### TASK BRIEF
In the data below, which lines hold the word "building"? Copy them.

=====

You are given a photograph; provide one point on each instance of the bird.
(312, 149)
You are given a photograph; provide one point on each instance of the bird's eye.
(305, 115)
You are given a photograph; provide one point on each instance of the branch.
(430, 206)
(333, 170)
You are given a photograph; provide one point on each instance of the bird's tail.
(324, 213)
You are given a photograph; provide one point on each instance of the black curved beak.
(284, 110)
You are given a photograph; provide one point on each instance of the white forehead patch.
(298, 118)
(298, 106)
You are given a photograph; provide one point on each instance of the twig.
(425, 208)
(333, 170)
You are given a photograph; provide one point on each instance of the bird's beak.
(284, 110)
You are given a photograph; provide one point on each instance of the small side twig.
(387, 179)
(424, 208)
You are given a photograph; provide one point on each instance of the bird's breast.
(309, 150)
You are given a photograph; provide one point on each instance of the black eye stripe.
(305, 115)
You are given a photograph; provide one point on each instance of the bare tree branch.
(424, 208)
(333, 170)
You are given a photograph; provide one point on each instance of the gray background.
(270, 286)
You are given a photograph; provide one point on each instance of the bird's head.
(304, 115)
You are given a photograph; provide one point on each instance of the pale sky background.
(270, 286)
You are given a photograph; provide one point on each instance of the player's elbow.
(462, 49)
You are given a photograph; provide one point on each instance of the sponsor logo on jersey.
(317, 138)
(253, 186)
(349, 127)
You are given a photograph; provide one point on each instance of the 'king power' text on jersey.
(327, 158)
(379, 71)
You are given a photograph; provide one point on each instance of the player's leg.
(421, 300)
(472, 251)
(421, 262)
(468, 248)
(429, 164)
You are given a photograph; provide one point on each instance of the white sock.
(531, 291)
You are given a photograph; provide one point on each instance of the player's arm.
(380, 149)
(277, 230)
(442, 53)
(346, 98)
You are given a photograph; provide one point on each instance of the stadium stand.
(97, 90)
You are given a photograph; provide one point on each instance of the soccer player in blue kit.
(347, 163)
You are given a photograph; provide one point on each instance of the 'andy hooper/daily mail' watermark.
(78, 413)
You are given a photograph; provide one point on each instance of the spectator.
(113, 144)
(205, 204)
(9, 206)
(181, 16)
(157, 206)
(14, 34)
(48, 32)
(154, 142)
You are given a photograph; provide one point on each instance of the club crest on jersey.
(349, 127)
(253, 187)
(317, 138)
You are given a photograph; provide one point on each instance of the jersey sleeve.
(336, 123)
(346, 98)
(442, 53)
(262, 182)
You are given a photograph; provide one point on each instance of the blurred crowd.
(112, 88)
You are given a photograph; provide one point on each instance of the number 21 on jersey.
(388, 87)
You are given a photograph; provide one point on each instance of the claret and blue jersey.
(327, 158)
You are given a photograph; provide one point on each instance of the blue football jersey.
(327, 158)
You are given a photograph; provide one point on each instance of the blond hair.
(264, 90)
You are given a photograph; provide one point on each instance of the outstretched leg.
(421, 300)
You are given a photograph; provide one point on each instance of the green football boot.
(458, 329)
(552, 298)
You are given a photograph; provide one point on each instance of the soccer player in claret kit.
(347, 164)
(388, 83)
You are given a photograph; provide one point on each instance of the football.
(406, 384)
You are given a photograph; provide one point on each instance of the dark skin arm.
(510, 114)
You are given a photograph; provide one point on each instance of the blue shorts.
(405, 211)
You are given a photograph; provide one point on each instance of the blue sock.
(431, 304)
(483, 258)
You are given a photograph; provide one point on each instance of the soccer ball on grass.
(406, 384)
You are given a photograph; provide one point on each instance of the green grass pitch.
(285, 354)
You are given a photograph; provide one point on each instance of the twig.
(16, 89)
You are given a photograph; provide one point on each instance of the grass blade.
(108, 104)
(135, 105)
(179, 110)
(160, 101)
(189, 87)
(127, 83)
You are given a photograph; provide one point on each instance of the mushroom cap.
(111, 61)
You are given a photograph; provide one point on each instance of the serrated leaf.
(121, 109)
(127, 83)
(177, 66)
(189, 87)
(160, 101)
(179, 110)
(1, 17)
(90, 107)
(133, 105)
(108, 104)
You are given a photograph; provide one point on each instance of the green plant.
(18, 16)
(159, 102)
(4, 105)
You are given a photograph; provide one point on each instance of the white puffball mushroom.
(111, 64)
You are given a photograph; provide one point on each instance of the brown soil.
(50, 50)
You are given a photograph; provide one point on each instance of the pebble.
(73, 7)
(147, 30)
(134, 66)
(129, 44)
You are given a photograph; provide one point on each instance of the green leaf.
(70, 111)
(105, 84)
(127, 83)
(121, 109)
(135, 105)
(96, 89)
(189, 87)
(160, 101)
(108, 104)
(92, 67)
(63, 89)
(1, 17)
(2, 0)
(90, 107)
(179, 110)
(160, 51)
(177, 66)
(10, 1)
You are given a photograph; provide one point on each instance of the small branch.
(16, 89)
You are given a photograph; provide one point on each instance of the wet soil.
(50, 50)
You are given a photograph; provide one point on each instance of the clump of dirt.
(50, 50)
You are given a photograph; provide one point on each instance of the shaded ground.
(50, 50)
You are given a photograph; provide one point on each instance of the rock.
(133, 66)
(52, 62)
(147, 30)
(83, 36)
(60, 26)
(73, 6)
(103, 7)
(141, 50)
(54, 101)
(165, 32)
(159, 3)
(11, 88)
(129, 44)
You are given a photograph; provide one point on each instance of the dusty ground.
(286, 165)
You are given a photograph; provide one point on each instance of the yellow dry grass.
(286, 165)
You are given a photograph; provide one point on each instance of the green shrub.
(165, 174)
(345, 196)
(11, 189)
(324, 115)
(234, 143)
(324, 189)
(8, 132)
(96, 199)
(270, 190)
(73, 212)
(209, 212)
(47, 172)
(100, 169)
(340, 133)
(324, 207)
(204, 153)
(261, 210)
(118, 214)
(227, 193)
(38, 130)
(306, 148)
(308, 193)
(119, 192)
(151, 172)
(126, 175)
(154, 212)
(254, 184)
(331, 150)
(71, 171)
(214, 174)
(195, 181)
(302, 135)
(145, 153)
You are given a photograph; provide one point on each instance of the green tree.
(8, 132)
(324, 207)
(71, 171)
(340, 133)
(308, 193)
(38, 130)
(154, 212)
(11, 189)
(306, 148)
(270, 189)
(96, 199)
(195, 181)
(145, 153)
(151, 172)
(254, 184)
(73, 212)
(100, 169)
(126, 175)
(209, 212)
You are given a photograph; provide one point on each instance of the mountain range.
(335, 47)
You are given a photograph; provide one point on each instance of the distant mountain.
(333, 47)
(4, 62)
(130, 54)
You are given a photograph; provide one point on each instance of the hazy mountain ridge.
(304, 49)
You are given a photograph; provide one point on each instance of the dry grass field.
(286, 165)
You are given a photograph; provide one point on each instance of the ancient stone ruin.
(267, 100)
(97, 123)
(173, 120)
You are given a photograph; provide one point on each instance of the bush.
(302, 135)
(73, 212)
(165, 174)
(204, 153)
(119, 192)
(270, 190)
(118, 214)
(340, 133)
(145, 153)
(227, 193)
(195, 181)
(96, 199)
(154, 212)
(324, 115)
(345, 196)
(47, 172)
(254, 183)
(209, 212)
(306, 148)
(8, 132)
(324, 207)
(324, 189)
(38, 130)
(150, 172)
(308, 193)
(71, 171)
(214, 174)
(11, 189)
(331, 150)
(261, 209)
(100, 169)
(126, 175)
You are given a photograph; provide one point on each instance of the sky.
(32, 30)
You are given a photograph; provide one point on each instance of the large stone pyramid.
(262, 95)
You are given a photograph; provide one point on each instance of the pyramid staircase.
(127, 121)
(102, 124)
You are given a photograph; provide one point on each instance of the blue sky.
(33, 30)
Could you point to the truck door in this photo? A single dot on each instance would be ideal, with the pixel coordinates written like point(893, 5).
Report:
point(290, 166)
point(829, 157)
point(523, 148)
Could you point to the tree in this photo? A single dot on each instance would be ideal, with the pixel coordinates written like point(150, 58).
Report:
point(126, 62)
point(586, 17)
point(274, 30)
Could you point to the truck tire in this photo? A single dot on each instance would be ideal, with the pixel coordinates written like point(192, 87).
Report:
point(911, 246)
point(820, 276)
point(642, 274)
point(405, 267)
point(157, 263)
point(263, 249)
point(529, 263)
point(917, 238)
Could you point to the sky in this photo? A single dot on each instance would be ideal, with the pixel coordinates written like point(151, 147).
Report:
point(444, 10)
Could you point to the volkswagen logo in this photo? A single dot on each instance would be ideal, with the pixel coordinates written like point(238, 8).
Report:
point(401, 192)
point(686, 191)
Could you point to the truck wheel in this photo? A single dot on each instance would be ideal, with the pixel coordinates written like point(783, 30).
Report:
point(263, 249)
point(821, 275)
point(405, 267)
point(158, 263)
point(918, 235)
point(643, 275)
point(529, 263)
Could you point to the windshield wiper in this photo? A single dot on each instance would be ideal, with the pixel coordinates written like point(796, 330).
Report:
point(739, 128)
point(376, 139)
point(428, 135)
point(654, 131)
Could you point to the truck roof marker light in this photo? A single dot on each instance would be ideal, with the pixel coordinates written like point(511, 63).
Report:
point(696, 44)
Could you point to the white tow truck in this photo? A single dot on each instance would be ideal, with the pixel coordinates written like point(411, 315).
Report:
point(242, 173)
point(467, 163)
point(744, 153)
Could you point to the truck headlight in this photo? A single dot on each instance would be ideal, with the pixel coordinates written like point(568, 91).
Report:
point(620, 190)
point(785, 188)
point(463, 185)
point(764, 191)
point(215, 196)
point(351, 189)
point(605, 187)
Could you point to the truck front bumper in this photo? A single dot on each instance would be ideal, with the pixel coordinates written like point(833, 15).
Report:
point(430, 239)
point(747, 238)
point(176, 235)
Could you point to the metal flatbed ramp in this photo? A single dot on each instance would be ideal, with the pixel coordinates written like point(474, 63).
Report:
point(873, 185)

=====

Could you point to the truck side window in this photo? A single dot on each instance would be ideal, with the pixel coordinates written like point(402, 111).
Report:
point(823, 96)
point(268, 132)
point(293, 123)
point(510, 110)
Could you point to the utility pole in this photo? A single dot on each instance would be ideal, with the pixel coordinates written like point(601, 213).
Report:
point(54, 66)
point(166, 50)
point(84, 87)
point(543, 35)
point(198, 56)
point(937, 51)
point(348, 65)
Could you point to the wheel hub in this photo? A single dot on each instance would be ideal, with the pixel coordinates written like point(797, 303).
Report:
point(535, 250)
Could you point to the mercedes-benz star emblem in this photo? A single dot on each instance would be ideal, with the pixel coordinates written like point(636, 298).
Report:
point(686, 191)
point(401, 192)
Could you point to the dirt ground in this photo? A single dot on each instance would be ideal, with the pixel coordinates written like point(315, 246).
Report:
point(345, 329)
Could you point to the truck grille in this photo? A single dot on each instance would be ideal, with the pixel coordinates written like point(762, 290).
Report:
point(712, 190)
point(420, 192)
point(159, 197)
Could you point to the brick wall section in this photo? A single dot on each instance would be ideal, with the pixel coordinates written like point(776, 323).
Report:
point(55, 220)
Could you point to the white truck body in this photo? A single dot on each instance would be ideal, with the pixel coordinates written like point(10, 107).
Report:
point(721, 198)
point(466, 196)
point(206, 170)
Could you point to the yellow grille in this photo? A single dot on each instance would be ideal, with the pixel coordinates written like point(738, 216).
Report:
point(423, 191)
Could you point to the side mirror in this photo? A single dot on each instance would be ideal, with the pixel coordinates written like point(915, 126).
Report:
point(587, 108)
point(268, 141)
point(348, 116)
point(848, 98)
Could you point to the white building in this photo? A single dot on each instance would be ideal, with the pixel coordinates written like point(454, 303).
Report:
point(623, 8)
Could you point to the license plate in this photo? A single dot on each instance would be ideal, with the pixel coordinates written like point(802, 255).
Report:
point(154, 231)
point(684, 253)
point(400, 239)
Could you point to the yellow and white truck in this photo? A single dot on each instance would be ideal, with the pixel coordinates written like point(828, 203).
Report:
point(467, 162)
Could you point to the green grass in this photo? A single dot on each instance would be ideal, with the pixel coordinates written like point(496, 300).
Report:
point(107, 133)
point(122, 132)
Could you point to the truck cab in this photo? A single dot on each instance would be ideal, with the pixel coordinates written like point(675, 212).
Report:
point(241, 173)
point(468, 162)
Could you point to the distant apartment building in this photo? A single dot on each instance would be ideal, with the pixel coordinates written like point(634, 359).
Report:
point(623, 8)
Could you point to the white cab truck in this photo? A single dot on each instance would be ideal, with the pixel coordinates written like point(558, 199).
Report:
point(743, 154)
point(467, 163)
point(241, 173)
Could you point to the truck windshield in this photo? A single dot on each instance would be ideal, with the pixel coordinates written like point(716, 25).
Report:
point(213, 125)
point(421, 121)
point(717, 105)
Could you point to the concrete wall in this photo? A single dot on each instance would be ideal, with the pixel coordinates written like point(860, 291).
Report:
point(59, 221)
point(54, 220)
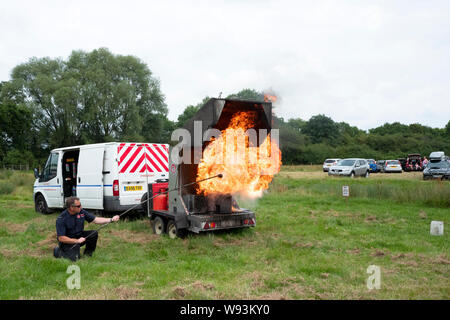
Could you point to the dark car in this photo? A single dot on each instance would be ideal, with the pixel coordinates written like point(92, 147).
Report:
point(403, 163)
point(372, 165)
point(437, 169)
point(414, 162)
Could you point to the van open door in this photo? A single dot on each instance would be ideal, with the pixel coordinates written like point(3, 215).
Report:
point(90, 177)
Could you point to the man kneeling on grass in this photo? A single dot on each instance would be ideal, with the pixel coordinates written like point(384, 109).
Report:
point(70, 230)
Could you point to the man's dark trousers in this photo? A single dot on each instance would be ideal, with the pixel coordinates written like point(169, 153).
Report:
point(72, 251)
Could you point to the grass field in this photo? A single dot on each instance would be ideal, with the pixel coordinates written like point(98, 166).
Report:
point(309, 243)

=====

### WRITTEN RESPONSE
Could you point to the white building in this photo? A single dot on each instance would be ideal, with the pixel coordinates written like point(454, 303).
Could you point to the distant apartment building in this photo? A single dot on each instance would be ideal, with the pixel coordinates written like point(634, 359).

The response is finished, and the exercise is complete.